#### [DATA FOR PROCESSING]
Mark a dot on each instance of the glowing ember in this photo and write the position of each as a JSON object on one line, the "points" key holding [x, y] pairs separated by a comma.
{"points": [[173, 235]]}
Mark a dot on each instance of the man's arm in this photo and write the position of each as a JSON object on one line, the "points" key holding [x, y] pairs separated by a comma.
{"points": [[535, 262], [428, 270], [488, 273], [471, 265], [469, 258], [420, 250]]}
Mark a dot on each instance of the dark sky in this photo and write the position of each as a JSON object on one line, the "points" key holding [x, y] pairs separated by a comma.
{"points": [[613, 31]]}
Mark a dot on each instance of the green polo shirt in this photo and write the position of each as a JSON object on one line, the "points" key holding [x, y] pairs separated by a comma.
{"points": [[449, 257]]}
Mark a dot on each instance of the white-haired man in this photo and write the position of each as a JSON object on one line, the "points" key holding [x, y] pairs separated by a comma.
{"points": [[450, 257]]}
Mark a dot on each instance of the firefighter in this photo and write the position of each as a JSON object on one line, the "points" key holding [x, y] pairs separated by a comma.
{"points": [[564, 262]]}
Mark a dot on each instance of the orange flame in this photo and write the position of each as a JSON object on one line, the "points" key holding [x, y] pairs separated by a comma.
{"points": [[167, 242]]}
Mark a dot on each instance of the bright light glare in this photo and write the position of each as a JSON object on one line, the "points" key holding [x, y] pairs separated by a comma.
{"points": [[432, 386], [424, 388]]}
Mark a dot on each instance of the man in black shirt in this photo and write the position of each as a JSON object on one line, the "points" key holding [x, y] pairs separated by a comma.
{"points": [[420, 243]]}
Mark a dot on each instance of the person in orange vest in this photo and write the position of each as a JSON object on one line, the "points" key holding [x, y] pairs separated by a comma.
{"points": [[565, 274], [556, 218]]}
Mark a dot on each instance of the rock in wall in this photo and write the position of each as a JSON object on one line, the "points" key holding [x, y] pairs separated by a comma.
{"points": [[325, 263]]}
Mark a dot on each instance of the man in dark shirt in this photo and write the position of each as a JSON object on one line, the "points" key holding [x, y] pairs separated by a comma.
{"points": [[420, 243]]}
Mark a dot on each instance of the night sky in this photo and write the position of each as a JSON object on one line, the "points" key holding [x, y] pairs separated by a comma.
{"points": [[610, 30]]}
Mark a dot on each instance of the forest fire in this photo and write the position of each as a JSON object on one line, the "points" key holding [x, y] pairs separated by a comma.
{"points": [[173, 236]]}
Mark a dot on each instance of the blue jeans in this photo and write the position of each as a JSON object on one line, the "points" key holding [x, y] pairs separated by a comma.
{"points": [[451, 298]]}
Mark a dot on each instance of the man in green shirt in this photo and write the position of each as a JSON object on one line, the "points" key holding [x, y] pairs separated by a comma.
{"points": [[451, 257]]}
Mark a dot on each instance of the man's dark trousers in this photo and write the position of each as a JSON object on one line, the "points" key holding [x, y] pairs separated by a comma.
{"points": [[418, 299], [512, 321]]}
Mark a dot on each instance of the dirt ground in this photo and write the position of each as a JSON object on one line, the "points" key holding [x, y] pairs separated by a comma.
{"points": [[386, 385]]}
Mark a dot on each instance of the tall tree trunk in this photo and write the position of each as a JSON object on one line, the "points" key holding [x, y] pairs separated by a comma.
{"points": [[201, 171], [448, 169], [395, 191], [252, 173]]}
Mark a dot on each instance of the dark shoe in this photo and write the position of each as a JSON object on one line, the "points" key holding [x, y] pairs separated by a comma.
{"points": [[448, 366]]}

#### [INSTRUCTIONS TO FOLLOW]
Retype every entry word for word.

#### [ANSWER SPACE]
Mark a dot on each instance of the glowing ember in this photo and write the position of each as a JSON object on one line, the "points" key holding [x, y] pairs separated by a comma.
{"points": [[173, 235]]}
Mark a dot on each instance of the man's arm in this photo and write the position of each as a JSON object on one line, the "points" key holding [x, y] pairs separated by a comma.
{"points": [[535, 262], [428, 270], [488, 273], [471, 265], [469, 258], [420, 250]]}
Mark a dot on each instance of the dark sky in this photo and write the position of each as a JSON object on one line, the "points" key holding [x, y] pairs separated by a comma.
{"points": [[613, 31]]}
Mark a dot on each instance of the green polo shirt in this photo and write the position of each as a JSON object on one line, the "points" key holding [x, y] pairs separated by a comma.
{"points": [[449, 257]]}
Mark a dot on each instance of the white-haired man in this photo and write the position of each as a JSON object on one line, the "points" key holding [x, y] pairs separated by a comma.
{"points": [[450, 257]]}
Mark a dot on each instance of the firefighter in this photo and write the position of each as a JSON object on one line, the "points" key holding [x, y] pairs separated by a comma.
{"points": [[564, 262]]}
Mark a dot on each instance of the orange flame in this photo and write the position of each as a JSON object on one line, the "points" key holding [x, y] pairs separated by a comma.
{"points": [[167, 242]]}
Mark a dot on each instance of the bright light glare in this photo and write the position of each as a JSON object on one line, the "points" key holding [x, y] pairs separated by a comma.
{"points": [[432, 386], [424, 388]]}
Mark a dot on each instance of the man in black shirt in this photo and write the position of each as a JSON object on one line, the "points" key holding [x, y] pairs separated by a comma.
{"points": [[420, 243]]}
Mark a dot on each instance of the person in orange vest in this photo and write the position of each as a JSON object on one line, the "points" key holding [x, y] pairs separated by a comma.
{"points": [[565, 274], [556, 218]]}
Mark a dot on each instance of the rock in wall in this photo and write the position of each as a JSON object on one line, the "points" key holding [x, y] pairs separated by a comma.
{"points": [[325, 263]]}
Mark a dot on each instance of the man in dark shirt in this photo and write the position of each as a JSON object on one line, the "points" key holding [x, y] pairs separated by a comma.
{"points": [[420, 243]]}
Mark a dot on each instance of the night sky in this photo and write the position of each as a JSON object on one line, the "points" key holding [x, y] pairs separated by a comma.
{"points": [[610, 30]]}
Mark a dot on each instance of the forest fire in this photo and write the position of each as a JSON object on one line, the "points" key holding [x, y] pairs separated by a comma.
{"points": [[173, 236]]}
Mark a dot on each instance of the blue jeans in this photo and write the position of each as a JSON object on one line, the "points" key holding [x, y] pairs separated by a comma.
{"points": [[451, 298]]}
Mark a dot on each instance of the man in green shirt in this photo and write the position of each as a JSON object on one line, the "points" key holding [x, y] pairs separated by a comma.
{"points": [[451, 257]]}
Mark a dot on each instance of the man's dark trousers in this photo and write the position of each as a JSON object on one line, the "points" key holding [x, y] pairs separated by a comma.
{"points": [[418, 299], [512, 321]]}
Mark a dot on each instance of the dirt ground in this photo and write the position of each as a JSON object on one line, the "points" key holding [x, y] pairs separated by a comma.
{"points": [[386, 385]]}
Mark a dot on each instance of the tall tree trunk in this photo and write the position of each as a JSON object on one line, the "points" key holding [x, y] pairs separated by a comma.
{"points": [[201, 171], [448, 169], [395, 191], [252, 173]]}
Mark a dot on each instance of the dark shoe in this photo and write the position of each as a JSON object on one line, the "points" key holding [x, y] pairs separated by a comma.
{"points": [[448, 366]]}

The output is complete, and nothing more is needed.